The line with "Where can the black" marks the start; write out that line and all following lines through the end of the listing, exactly.

==============================

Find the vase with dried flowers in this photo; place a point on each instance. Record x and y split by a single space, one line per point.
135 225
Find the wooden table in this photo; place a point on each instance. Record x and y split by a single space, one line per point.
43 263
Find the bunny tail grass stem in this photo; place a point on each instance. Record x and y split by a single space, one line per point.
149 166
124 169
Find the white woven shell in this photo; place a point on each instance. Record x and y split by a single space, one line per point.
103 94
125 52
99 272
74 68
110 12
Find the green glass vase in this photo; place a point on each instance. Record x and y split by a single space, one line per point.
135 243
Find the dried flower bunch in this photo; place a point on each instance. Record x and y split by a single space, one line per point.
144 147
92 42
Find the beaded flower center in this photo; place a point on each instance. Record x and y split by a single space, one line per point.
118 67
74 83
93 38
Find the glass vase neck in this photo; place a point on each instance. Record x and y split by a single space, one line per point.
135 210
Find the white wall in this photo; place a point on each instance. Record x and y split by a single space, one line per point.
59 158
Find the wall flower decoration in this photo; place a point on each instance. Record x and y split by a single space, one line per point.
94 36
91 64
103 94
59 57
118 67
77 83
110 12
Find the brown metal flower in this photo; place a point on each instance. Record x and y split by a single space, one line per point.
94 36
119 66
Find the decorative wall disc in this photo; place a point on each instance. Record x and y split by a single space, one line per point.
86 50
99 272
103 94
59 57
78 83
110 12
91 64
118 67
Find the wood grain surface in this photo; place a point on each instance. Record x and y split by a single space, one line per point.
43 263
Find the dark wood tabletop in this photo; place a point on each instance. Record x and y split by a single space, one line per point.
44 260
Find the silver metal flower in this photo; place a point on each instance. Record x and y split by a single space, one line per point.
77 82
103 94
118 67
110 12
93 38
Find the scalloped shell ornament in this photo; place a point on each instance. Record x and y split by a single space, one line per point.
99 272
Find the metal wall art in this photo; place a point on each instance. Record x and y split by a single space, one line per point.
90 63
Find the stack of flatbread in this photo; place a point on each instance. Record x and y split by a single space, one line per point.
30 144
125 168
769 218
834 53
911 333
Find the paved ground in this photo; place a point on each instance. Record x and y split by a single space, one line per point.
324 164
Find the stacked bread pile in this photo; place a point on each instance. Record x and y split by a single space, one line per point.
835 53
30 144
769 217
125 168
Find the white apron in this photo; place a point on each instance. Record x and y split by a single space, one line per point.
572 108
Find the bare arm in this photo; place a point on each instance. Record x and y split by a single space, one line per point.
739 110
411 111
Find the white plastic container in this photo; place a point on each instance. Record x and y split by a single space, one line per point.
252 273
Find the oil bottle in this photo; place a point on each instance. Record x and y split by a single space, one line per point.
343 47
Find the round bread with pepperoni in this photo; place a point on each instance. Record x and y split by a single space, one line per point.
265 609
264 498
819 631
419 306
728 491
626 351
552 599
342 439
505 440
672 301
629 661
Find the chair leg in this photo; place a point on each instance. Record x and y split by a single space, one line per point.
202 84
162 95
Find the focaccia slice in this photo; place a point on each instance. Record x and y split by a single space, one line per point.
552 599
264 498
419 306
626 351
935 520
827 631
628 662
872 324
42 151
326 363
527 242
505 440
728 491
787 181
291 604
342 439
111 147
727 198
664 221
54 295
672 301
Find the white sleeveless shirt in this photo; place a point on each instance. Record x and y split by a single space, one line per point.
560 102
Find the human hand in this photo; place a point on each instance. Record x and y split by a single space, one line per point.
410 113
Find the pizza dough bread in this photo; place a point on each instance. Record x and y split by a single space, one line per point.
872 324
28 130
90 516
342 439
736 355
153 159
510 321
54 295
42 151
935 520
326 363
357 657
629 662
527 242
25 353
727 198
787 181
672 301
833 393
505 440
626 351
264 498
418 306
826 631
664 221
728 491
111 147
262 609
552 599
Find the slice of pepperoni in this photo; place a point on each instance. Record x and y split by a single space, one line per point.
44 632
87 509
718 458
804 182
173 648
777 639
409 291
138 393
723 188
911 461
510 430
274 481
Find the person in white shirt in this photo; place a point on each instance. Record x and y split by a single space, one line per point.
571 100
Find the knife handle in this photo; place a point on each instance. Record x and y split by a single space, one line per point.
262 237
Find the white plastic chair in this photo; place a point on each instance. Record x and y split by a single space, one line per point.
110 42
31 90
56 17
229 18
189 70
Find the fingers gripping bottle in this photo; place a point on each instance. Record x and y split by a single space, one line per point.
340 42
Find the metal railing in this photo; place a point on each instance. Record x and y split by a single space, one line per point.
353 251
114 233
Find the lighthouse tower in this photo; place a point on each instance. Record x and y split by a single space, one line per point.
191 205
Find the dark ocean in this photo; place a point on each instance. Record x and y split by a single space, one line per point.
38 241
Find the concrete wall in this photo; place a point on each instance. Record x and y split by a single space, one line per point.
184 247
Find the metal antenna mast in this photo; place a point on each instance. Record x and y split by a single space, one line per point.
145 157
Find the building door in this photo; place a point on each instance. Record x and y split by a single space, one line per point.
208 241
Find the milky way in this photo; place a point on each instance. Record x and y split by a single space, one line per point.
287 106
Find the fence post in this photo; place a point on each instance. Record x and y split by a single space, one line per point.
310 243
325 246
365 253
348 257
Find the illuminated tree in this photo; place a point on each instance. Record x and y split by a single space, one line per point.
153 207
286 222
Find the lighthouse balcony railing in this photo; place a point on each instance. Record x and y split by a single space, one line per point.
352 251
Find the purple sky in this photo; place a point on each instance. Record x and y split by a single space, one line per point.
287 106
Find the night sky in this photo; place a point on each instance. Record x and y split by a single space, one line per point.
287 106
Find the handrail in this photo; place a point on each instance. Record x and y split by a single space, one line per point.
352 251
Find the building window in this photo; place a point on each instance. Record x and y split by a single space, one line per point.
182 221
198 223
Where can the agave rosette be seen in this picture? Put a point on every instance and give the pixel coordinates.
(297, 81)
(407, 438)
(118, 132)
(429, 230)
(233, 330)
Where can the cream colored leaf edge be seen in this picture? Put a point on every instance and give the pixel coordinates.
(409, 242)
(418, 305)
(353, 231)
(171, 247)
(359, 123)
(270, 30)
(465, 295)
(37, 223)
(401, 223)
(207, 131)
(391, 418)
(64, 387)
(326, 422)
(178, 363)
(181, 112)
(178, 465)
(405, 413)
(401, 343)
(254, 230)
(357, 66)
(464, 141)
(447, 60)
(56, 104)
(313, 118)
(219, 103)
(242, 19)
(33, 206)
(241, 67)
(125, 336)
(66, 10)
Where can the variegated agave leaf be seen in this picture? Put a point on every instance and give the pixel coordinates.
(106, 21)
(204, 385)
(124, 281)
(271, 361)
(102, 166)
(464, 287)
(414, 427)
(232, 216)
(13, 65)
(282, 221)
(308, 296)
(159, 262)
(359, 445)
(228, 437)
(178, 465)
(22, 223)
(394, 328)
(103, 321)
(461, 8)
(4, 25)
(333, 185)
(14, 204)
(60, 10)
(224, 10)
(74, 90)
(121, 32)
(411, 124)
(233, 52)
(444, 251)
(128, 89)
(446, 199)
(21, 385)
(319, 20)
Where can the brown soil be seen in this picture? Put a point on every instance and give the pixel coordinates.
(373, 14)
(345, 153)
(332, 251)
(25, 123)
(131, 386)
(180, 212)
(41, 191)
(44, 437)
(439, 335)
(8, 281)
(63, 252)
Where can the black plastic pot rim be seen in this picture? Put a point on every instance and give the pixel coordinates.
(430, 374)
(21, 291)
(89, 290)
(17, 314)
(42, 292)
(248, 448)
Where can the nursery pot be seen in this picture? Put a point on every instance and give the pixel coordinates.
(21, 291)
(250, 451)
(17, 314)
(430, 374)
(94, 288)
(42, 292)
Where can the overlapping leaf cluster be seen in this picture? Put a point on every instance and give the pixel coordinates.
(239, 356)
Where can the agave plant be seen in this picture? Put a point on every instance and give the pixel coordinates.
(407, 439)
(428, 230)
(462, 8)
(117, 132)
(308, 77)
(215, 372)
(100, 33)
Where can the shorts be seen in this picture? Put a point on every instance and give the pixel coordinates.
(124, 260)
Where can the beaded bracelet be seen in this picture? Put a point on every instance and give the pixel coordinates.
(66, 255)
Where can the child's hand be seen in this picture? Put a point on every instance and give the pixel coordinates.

==============================

### Exercise output
Where can the black plastic pot rim be seen in this picture? Put a point on every instance and give the pixel coordinates.
(430, 374)
(21, 291)
(89, 290)
(17, 314)
(42, 292)
(248, 448)
Where can the nursery pot be seen in this picture? Put a point on every instance and give the pixel coordinates.
(21, 291)
(250, 451)
(17, 314)
(430, 374)
(94, 288)
(42, 292)
Where can the overlapping leaf cluster be seen in this picture? Put a point on every instance and give the pixel coordinates.
(239, 356)
Where can the agave plant be seen in this picture? Put a point on every instance and give the pixel coordinates.
(407, 439)
(428, 230)
(462, 8)
(117, 132)
(308, 77)
(215, 372)
(100, 33)
Where can the shorts be seen in this picture? Put a point on every instance and give the pixel coordinates.
(124, 260)
Where can the beaded bracelet be seen in this picture? Put a point on every instance and give the pixel coordinates.
(66, 255)
Where can the child's hand be seen in this picture? Put a point on every instance and give the pixel coordinates.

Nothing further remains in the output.